→ **Directive a**: Write out the PDF-sorting thread in full, word for word.

→ **Given text**:
:::

I have like 200 PDF documents that will be saved in a folder (every day), I have to sort them based on a their content. (All pdf-documents have the string "X_P1
" or "X_P2
" in it)
My first step is to convert the .pdf
file to a.txt
files using XPDF
:
for /r %%i in (*pdf) do "C:\Users\xxx\pdftotext.exe" -layout "%%i"
So I end up with 200 PDF files and 200 text files in a folder.
Looks like this:
p100.pdf
p100.txt
p101.pdf
p101.txt
...
So for the next step I thought of searching for the string "X_P1
" in the .txt
file with FINDSTR
and save the filename as a variable. (e.g. p100
) Next step: Move all files that name is the same as the variabel to a folder.
I'm not very familiar with batch/powershell so how can I work with the result from FINDSTR
. I thought of maybe using the errorlevels
? So if I get ERORRLEVEL 0
move to folder 1 .
(All pdf-documents have the string "X_P1" or "X_P2" in it)
Sort them based on their content.
Convert a .pdf to text. If you find "X_P1" move to xp1
if not move to xp2
.
@ECHO OFF
SETLOCAL ENABLEEXTENSIONS
REM begin debug
REM del "%userprofile%\Desktop\*.pdf" 2>nul
REM rd /q /s xp1 2>nul
REM rd /q /s xp2 2>nul
REM copy /y "%userprofile%\Desktop\New Folder\*.pdf" "%userprofile%\Desktop\" 1>nul
REM end debug
md xp1 2>nul
md xp2 2>nul
for /f %%a in ('dir /b *.pdf') do (
pdftotext.exe -raw %%a tmp.txt
find "X_P1" tmp.txt > nul && move %%a xp1 || move %%a xp2
)
del tmp.txt
exit /b

:::

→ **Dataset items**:
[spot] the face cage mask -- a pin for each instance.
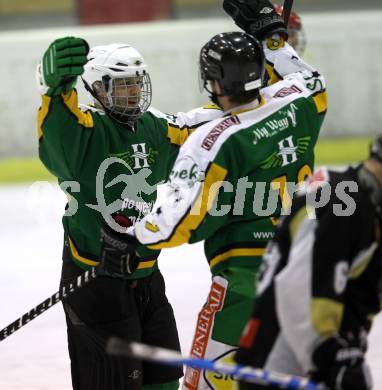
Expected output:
(128, 98)
(300, 40)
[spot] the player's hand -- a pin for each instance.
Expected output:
(62, 63)
(341, 366)
(118, 250)
(256, 17)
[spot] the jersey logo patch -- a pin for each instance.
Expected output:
(215, 133)
(287, 153)
(286, 91)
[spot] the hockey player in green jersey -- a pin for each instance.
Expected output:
(229, 175)
(109, 159)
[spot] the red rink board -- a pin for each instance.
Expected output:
(120, 11)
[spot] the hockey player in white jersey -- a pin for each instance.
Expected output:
(266, 136)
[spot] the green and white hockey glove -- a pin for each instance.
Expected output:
(61, 64)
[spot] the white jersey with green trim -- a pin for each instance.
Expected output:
(270, 137)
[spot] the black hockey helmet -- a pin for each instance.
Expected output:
(236, 60)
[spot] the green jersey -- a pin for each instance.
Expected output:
(234, 175)
(106, 167)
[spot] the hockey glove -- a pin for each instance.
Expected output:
(61, 64)
(341, 366)
(256, 17)
(118, 251)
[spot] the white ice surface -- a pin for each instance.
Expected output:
(36, 358)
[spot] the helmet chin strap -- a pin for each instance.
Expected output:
(372, 186)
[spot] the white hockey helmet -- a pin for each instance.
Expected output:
(116, 76)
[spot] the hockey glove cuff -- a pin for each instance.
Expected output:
(118, 251)
(256, 17)
(61, 64)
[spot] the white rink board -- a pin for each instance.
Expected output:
(36, 358)
(346, 47)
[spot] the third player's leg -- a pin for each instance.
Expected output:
(219, 326)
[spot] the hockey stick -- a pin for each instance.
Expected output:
(287, 9)
(62, 293)
(118, 346)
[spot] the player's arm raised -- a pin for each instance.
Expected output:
(61, 124)
(259, 18)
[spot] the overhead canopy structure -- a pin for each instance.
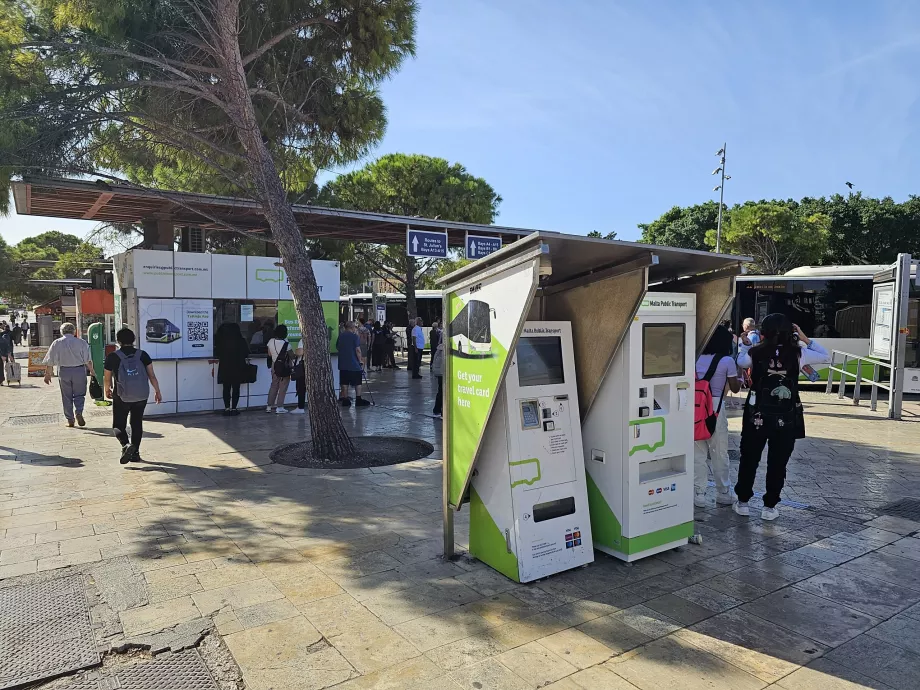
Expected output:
(112, 203)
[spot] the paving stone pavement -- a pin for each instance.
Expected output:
(318, 579)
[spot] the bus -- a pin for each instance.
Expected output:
(830, 303)
(162, 331)
(427, 304)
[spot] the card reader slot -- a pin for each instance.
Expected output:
(553, 509)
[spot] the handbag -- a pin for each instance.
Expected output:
(282, 367)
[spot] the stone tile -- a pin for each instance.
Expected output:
(701, 595)
(901, 631)
(486, 581)
(672, 663)
(893, 569)
(753, 644)
(905, 548)
(465, 652)
(814, 617)
(28, 553)
(172, 588)
(489, 675)
(154, 617)
(577, 648)
(521, 632)
(875, 597)
(536, 664)
(613, 632)
(371, 646)
(287, 655)
(236, 596)
(680, 610)
(443, 627)
(263, 614)
(64, 560)
(826, 675)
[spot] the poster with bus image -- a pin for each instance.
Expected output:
(483, 321)
(176, 328)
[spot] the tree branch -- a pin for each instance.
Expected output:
(277, 38)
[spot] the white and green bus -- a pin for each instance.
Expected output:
(830, 303)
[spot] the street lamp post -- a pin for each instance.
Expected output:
(721, 189)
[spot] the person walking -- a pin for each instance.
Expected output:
(717, 366)
(231, 351)
(434, 337)
(351, 362)
(128, 376)
(279, 360)
(437, 368)
(71, 356)
(299, 377)
(773, 414)
(418, 344)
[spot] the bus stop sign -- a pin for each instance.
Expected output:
(426, 243)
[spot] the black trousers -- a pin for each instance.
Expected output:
(231, 395)
(439, 400)
(121, 412)
(780, 442)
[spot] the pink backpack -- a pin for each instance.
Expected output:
(704, 416)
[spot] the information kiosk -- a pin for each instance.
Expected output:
(638, 436)
(529, 483)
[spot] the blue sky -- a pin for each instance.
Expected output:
(605, 114)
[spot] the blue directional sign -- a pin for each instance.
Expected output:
(426, 243)
(478, 246)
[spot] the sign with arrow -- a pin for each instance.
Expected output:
(426, 243)
(478, 246)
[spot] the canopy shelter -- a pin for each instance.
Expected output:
(113, 203)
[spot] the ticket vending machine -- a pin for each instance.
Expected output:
(638, 434)
(528, 501)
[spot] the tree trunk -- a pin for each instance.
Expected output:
(409, 288)
(330, 440)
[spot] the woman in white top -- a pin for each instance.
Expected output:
(773, 414)
(279, 353)
(718, 367)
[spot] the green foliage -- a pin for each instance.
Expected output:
(408, 185)
(683, 227)
(612, 235)
(776, 236)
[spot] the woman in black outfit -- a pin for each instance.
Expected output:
(231, 351)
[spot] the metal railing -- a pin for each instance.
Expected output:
(849, 358)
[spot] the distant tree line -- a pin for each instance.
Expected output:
(783, 234)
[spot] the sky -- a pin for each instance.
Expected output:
(604, 114)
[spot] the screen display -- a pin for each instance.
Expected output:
(540, 361)
(663, 349)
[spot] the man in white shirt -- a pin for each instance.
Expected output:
(71, 355)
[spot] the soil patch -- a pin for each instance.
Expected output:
(372, 451)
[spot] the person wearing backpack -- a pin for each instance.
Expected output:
(715, 370)
(773, 414)
(279, 361)
(128, 377)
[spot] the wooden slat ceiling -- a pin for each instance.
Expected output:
(61, 198)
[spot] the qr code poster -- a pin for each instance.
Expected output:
(176, 328)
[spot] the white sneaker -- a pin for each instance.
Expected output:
(724, 499)
(699, 498)
(769, 513)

:::

→ **Directive b**: Find every line in the listing that contains the word "blue" and copy each of those lines.

→ **Complete answer a**:
I have like 200 PDF documents that will be saved in a folder (every day), I have to sort them based on a their content. (All pdf-documents have the string "X_P1
" or "X_P2
" in it)
My first step is to convert the .pdf
file to a.txt
files using XPDF
:
for /r %%i in (*pdf) do "C:\Users\xxx\pdftotext.exe" -layout "%%i"
So I end up with 200 PDF files and 200 text files in a folder.
Looks like this:
p100.pdf
p100.txt
p101.pdf
p101.txt
...
So for the next step I thought of searching for the string "X_P1
" in the .txt
file with FINDSTR
and save the filename as a variable. (e.g. p100
) Next step: Move all files that name is the same as the variabel to a folder.
I'm not very familiar with batch/powershell so how can I work with the result from FINDSTR
. I thought of maybe using the errorlevels
? So if I get ERORRLEVEL 0
move to folder 1 .
(All pdf-documents have the string "X_P1" or "X_P2" in it)
Sort them based on their content.
Convert a .pdf to text. If you find "X_P1" move to xp1
if not move to xp2
.
@ECHO OFF
SETLOCAL ENABLEEXTENSIONS
REM begin debug
REM del "%userprofile%\Desktop\*.pdf" 2>nul
REM rd /q /s xp1 2>nul
REM rd /q /s xp2 2>nul
REM copy /y "%userprofile%\Desktop\New Folder\*.pdf" "%userprofile%\Desktop\" 1>nul
REM end debug
md xp1 2>nul
md xp2 2>nul
for /f %%a in ('dir /b *.pdf') do (
pdftotext.exe -raw %%a tmp.txt
find "X_P1" tmp.txt > nul && move %%a xp1 || move %%a xp2
)
del tmp.txt
exit /b

→ **Complete answer b**:
[spot] the blue sky -- a pin for each instance.
[spot] the blue directional sign -- a pin for each instance.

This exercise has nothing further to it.